**QUOTED PASSAGE**
==========
On 23 April 1965 Troy Weston was born.
A couple of months later Gloria and I married. I’d been divorced for over a year. Having children out of wedlock wasn’t a factor. I came into the world thus, and a quarter of London or Manchester likewise. But I did want something better and I craved social acceptance. I didn’t love Gloria, but I never loved any woman except dear mum, so that factor didn’t concern me. Mum was frail, and the Manchester-London 600 kilometre journey too great an undertaking. On 16 August, with no family present, in a quiet ceremony at Stoke Newington Town Hall registrary, we tied the knot.
21 A Question of Remorse
Question: What do you say to a woman with two black eyes?
Answer: Look, I’ve told you twice already…
Pub joke 1998
The birth of our daughter was a great joy, and she came into the world with ease. John was busy at the birth, this time with photography not midwifery. Naturally, my days got busier after Jinka was born. A baby, a toddler and an elderly woman, as well as a husband, though I loved them all, made for a time when the dependence of others on me reached a peak. I was holding down an office manager’s job for a busy ophthalmic surgery at Chatswood, patients 10 to 15 minutes apart, sometimes double-booked. I worked hard from 8 am to 6.00 pm, with only a short break at lunchtime. I’d come home exhausted. I still saw Ces frequently at Bumble and continued to record his life, but progress on the typescript slowed right down. Ces didn’t like anything or anybody taking a higher priority than him. He got impatient. I told him how busy I was. He looked sideways at me as if these were mere excuses and I had my priorities wrong.
==========
**MATERIAL SHOWN**
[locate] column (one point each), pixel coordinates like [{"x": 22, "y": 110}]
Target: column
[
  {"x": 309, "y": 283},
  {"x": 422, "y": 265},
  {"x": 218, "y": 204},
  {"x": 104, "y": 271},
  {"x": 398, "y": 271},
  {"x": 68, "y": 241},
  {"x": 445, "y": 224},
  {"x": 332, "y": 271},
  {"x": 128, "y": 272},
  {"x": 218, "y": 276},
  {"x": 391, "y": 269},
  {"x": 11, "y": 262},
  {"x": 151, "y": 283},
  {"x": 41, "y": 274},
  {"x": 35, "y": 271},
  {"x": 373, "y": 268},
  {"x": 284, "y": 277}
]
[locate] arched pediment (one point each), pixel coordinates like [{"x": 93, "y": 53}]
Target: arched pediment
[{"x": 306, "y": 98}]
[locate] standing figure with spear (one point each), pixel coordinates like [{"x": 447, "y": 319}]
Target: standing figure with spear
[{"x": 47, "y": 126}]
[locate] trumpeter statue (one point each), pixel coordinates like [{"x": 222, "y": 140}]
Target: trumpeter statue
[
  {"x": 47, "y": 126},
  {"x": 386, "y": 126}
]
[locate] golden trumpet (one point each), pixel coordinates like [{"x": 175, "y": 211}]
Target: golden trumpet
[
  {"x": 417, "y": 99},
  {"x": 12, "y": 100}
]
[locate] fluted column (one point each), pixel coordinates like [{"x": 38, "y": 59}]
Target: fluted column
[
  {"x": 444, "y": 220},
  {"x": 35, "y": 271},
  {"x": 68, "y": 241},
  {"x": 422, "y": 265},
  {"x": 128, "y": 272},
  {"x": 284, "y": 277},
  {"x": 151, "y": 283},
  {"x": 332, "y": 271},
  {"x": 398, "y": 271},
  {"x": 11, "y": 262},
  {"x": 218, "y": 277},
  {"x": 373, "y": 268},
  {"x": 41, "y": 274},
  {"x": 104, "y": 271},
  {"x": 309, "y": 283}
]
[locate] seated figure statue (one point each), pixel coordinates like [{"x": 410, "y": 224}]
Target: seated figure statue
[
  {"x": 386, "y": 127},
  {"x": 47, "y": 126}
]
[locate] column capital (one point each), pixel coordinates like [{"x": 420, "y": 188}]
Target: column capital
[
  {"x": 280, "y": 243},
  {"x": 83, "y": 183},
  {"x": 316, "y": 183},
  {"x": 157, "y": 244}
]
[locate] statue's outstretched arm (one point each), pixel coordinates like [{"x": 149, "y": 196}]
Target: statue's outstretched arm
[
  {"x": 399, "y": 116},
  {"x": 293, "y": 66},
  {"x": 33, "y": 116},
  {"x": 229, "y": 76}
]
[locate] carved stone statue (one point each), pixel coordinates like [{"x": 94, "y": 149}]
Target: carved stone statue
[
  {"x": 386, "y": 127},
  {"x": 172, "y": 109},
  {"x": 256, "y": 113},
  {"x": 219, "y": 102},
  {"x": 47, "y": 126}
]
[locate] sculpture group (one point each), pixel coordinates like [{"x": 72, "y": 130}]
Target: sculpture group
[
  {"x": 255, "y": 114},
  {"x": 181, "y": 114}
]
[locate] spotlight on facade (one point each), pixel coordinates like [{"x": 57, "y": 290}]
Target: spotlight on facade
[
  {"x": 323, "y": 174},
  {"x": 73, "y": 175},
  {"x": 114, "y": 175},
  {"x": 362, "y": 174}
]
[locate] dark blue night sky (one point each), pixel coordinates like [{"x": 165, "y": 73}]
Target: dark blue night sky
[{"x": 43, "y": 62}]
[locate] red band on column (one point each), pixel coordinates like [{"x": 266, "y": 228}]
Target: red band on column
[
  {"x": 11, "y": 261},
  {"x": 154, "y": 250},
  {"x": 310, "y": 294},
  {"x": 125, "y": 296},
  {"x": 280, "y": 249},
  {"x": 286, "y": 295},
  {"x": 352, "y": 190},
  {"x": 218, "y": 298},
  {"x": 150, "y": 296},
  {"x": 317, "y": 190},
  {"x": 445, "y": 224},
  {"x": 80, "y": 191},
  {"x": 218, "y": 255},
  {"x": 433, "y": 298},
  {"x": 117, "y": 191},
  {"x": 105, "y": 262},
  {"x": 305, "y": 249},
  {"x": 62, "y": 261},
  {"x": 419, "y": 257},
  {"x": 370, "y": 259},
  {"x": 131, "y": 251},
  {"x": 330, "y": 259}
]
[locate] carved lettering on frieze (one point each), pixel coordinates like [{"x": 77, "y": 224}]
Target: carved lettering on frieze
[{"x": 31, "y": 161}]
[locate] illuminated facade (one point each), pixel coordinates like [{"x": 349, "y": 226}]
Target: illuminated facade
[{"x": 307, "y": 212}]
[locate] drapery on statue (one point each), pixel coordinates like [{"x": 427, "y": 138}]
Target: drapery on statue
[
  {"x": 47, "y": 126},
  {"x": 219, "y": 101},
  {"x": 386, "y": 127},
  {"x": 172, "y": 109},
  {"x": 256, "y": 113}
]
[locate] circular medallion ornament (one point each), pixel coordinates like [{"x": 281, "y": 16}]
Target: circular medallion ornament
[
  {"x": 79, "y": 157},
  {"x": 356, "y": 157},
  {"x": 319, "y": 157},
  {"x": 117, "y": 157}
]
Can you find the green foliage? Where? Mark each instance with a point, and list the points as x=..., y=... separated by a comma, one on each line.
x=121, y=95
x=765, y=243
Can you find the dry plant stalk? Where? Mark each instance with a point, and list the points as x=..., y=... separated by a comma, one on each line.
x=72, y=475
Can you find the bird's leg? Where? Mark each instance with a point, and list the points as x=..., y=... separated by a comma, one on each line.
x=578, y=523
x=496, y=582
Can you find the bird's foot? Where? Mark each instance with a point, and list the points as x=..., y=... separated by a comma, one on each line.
==========
**STUDY QUESTIONS**
- 1) Transcribe the memoir excerpt from "A couple of" to "tied the knot.".
- 2) Answer these questions about the memoir excerpt:
(a) On what date was Troy Weston born?
(b) Where did the 16 August wedding take place?
(c) What kind of practice was the office manager's job at Chatswood for?
- 3) Resume the memoir excerpt after its final sentence.
The records have nothing to do with the memoir excerpt.

**RESPONSES TO THE TASKS**
- 1)
A couple of months later Gloria and I married. I’d been divorced for over a year. Having children out of wedlock wasn’t a factor. I came into the world thus, and a quarter of London or Manchester likewise. But I did want something better and I craved social acceptance. I didn’t love Gloria, but I never loved any woman except dear mum, so that factor didn’t concern me. Mum was frail, and the Manchester-London 600 kilometre journey too great an undertaking. On 16 August, with no family present, in a quiet ceremony at Stoke Newington Town Hall registrary, we tied the knot.

- 2)
(a) 23 April 1965
(b) Stoke Newington Town Hall registrary
(c) A busy ophthalmic surgery

- 3)
Something was now bothering me about the book. By then, we had covered Ces’s adult years up to his days with Gloria. I hadn’t realised he had such a violent past. When Ces first told me his life experiences, he hadn’t gone into sordid detail, mainly speaking about humorous incidents which made John and me laugh. His dark side was emerging, and I didn’t like it, especially when women were victims. In two chapters he’d broken Dot’s nose, punched Doreen in the face, broken Joan’s jaw and tried to electrocute her. I confronted Ces about his treatment of women:
`I was always brought up to treat women as the weaker sex. If a woman hits me, I see no reason not to belt her back. It has always annoyed me the double standards that society has. If a man committed murder he would be hanged. If a woman committed a similar crime there would be a public outcry to prevent her being hanged. I feel if a woman strives for equal rights with men, she is entitled to equal punishment. I think the sentimental attitude is idiotic.’
Ces’s raw perceptions challenged my middle-class morality. His honesty was commendable, though his rationale somewhat flawed. I didn’t want to be judgmental, though it was hard; I’m one of thos
e sentimental types.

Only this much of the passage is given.